**GIVEN TASK**
Rewrite the items starting at the line containing "woman in this photo." and ending at the last item, replacing "benchmark" with "evaluation" and leaving everything else unchanged.

--- Start SUPPLIED MATERIAL ---

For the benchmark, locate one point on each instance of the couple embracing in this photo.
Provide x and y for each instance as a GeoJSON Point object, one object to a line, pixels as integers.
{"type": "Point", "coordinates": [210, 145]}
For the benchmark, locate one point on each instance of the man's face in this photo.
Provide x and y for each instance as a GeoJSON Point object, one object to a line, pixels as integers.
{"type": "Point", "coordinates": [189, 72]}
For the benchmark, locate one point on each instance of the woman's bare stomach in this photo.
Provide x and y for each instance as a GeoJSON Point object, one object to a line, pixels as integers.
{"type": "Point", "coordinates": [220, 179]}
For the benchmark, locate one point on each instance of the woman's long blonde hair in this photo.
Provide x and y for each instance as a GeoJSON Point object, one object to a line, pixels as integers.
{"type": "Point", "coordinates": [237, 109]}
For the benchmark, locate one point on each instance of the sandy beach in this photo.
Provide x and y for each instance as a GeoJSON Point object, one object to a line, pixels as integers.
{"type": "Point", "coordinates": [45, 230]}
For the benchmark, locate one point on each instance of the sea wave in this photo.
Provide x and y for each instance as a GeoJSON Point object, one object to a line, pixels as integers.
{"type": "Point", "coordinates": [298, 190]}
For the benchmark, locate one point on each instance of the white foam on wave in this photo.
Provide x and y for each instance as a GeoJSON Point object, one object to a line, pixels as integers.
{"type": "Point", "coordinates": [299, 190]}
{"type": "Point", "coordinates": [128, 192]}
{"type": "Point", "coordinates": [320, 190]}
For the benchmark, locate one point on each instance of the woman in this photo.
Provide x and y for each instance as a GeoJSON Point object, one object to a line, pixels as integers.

--- End SUPPLIED MATERIAL ---

**WORKED SOLUTION**
For the evaluation, locate one point on each instance of the woman in this photo.
Provide x and y for each instance as a GeoJSON Point object, one object to a line, pixels as integers.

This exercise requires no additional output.